BEGIN

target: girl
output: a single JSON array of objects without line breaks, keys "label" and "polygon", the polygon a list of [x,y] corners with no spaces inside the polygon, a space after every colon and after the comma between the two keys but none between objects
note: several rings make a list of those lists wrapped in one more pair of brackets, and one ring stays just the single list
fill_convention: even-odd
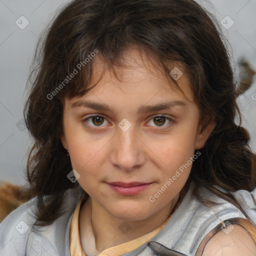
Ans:
[{"label": "girl", "polygon": [[256,254],[254,155],[213,20],[192,0],[60,12],[24,108],[30,200],[0,255]]}]

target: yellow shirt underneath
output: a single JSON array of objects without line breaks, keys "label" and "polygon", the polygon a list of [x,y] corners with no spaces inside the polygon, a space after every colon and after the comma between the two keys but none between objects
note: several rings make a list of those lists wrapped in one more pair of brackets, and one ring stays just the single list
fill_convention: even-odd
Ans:
[{"label": "yellow shirt underneath", "polygon": [[[70,256],[88,256],[82,250],[81,240],[80,238],[80,232],[79,228],[79,215],[80,210],[84,203],[86,201],[86,196],[83,194],[81,196],[79,203],[76,206],[74,214],[71,221],[70,229]],[[172,214],[177,208],[180,202],[176,204],[174,208],[172,210]],[[122,244],[104,250],[98,255],[98,256],[120,256],[124,254],[132,252],[140,246],[148,241],[152,238],[154,236],[164,228],[168,220],[170,218],[171,214],[168,218],[159,228],[154,230],[152,232],[145,234],[140,238],[132,240]]]}]

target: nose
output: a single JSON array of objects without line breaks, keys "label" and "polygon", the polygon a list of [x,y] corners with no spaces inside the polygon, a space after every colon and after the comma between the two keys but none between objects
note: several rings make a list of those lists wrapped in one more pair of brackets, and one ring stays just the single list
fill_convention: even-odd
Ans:
[{"label": "nose", "polygon": [[112,144],[110,156],[112,164],[126,171],[141,167],[145,162],[144,148],[146,146],[132,127],[126,132],[118,128],[118,134],[114,136]]}]

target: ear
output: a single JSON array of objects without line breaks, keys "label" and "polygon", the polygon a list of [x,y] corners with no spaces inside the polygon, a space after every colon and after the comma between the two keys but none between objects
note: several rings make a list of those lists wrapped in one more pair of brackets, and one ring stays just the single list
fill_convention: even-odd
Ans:
[{"label": "ear", "polygon": [[208,124],[204,128],[202,124],[198,126],[196,140],[195,150],[200,150],[204,147],[216,126],[216,123],[212,120],[208,121]]},{"label": "ear", "polygon": [[68,150],[68,142],[66,140],[66,138],[64,134],[62,134],[60,136],[60,141],[62,142],[62,146],[64,146],[64,148],[66,150]]}]

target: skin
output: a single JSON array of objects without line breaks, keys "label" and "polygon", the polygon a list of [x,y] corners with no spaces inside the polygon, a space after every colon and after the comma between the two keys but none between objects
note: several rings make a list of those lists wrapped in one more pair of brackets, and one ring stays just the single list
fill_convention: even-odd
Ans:
[{"label": "skin", "polygon": [[207,242],[202,256],[255,256],[256,246],[247,230],[240,225],[220,230]]},{"label": "skin", "polygon": [[[112,71],[107,70],[87,94],[66,98],[64,104],[61,140],[80,176],[78,182],[90,196],[80,212],[81,244],[86,250],[86,212],[91,208],[95,252],[98,254],[149,233],[166,221],[192,166],[154,202],[149,197],[188,162],[195,150],[204,146],[215,126],[210,123],[202,130],[199,110],[184,72],[178,81],[184,95],[170,84],[159,66],[142,61],[136,50],[127,52],[124,58],[130,67],[116,68],[118,79]],[[100,59],[94,60],[96,80],[104,66]],[[84,100],[103,103],[114,112],[94,110],[80,104],[72,106]],[[182,101],[184,106],[138,112],[140,106],[174,100]],[[99,124],[92,118],[86,120],[90,114],[104,118],[98,120]],[[154,116],[161,114],[172,120],[163,118],[158,124]],[[132,124],[126,132],[118,126],[124,118]],[[116,182],[151,184],[138,194],[124,196],[106,183]],[[118,228],[124,220],[130,227],[126,234]]]}]

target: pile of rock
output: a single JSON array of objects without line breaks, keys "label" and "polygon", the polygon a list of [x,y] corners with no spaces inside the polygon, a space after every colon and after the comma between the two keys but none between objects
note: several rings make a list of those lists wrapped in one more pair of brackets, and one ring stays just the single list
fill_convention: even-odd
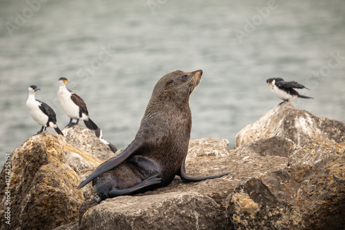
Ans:
[{"label": "pile of rock", "polygon": [[[115,154],[81,126],[26,140],[1,174],[1,229],[343,229],[345,124],[290,103],[277,105],[237,134],[190,140],[192,176],[220,178],[168,186],[97,205],[86,175]],[[117,152],[119,154],[119,151]],[[10,187],[10,205],[6,194]]]}]

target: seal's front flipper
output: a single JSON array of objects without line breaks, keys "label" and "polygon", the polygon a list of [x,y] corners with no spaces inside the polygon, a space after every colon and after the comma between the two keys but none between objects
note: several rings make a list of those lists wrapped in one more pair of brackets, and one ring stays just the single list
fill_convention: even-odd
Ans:
[{"label": "seal's front flipper", "polygon": [[125,189],[114,189],[109,191],[109,196],[110,198],[114,198],[119,196],[124,195],[131,195],[134,193],[139,191],[140,189],[144,189],[150,185],[159,184],[161,181],[161,178],[157,178],[157,176],[159,175],[159,174],[155,174],[152,176],[149,177],[147,179],[144,180],[138,185],[131,187]]},{"label": "seal's front flipper", "polygon": [[80,183],[79,186],[78,186],[78,189],[82,188],[98,176],[115,168],[115,167],[121,164],[130,156],[135,154],[141,146],[141,145],[140,143],[138,143],[137,141],[135,142],[135,140],[133,141],[120,155],[108,161],[106,161],[105,163],[97,167],[97,168],[94,171],[92,171],[91,174],[86,177],[86,180]]},{"label": "seal's front flipper", "polygon": [[197,181],[205,180],[207,179],[214,179],[214,178],[222,177],[223,176],[225,176],[225,175],[227,175],[229,174],[229,173],[225,173],[225,174],[221,174],[215,175],[215,176],[210,176],[190,177],[190,176],[187,176],[187,174],[186,173],[185,162],[186,162],[186,157],[184,158],[184,161],[182,162],[182,165],[181,165],[179,172],[179,174],[177,174],[177,175],[179,176],[179,177],[181,178],[181,179],[184,182],[197,182]]}]

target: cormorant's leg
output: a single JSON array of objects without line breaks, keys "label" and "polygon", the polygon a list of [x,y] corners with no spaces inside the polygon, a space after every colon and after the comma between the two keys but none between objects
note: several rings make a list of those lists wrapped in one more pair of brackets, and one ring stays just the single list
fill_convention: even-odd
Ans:
[{"label": "cormorant's leg", "polygon": [[70,123],[66,126],[70,127],[70,125],[72,124],[72,121],[73,121],[72,118],[70,118]]},{"label": "cormorant's leg", "polygon": [[43,132],[43,129],[44,129],[44,126],[42,126],[42,127],[41,128],[41,130],[37,132],[37,133],[35,135],[41,134],[42,132]]},{"label": "cormorant's leg", "polygon": [[215,176],[197,176],[197,177],[191,177],[187,176],[187,174],[186,173],[186,166],[185,166],[185,161],[186,161],[186,157],[184,159],[184,161],[182,162],[182,165],[181,165],[181,168],[179,170],[179,172],[177,174],[177,175],[179,176],[181,179],[184,182],[197,182],[197,181],[201,181],[201,180],[205,180],[207,179],[214,179],[214,178],[217,178],[219,177],[222,177],[223,176],[227,175],[229,173],[225,173],[225,174],[221,174],[219,175],[215,175]]},{"label": "cormorant's leg", "polygon": [[114,198],[119,196],[130,195],[132,194],[133,193],[139,191],[140,189],[144,189],[146,187],[152,185],[159,184],[161,182],[161,178],[157,178],[157,176],[158,175],[159,175],[159,174],[155,174],[152,176],[150,176],[148,178],[144,180],[138,185],[128,189],[114,189],[112,191],[109,191],[109,196],[110,198]]}]

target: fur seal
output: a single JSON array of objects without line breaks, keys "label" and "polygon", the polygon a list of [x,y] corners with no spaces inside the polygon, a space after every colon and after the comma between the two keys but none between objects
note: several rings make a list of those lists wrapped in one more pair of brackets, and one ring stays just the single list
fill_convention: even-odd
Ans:
[{"label": "fur seal", "polygon": [[99,165],[79,189],[92,180],[98,202],[169,185],[175,175],[184,182],[221,177],[228,173],[190,177],[185,169],[192,116],[189,96],[202,70],[177,70],[162,76],[153,89],[135,140],[118,156]]}]

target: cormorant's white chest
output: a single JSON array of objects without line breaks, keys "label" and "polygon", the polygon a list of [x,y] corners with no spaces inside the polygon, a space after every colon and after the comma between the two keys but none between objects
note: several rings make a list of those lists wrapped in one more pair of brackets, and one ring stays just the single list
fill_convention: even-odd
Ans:
[{"label": "cormorant's white chest", "polygon": [[288,94],[286,91],[279,89],[277,85],[271,85],[270,91],[275,94],[277,97],[282,100],[288,100],[288,101],[293,101],[297,98],[297,95],[291,95]]},{"label": "cormorant's white chest", "polygon": [[71,98],[72,93],[70,92],[66,86],[60,86],[57,92],[57,96],[60,105],[67,116],[73,119],[79,118],[79,107]]},{"label": "cormorant's white chest", "polygon": [[26,101],[26,107],[29,111],[29,114],[39,125],[47,127],[48,117],[39,108],[41,103],[36,101],[34,95],[30,95],[28,101]]}]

END

> _Short problem_: Rewrite the listing from the line containing "target: cormorant's white chest" through the end of the listing, inclusive, with "even-odd" replaced by "nonzero" and nothing else changed.

> _Full answer_:
target: cormorant's white chest
output: a single JSON array of objects without line breaks, keys "label" and "polygon", the polygon a list of [x,y] corners with no spaces inside the polygon, a space after every colon and after the comma between the two keys but none between objects
note: several rings make a list of those lists wrapped in one more pair of brackets, and one ring stays just the single list
fill_convention: nonzero
Ans:
[{"label": "cormorant's white chest", "polygon": [[288,94],[286,91],[279,89],[277,85],[271,85],[270,91],[275,94],[277,97],[282,100],[288,100],[288,101],[293,101],[297,98],[297,95],[291,95]]},{"label": "cormorant's white chest", "polygon": [[71,98],[72,93],[70,92],[66,86],[60,86],[57,92],[57,96],[60,105],[67,116],[73,119],[79,118],[79,107]]},{"label": "cormorant's white chest", "polygon": [[26,101],[26,107],[29,111],[29,114],[39,125],[47,127],[48,117],[39,108],[41,103],[36,101],[34,95],[30,95],[28,101]]}]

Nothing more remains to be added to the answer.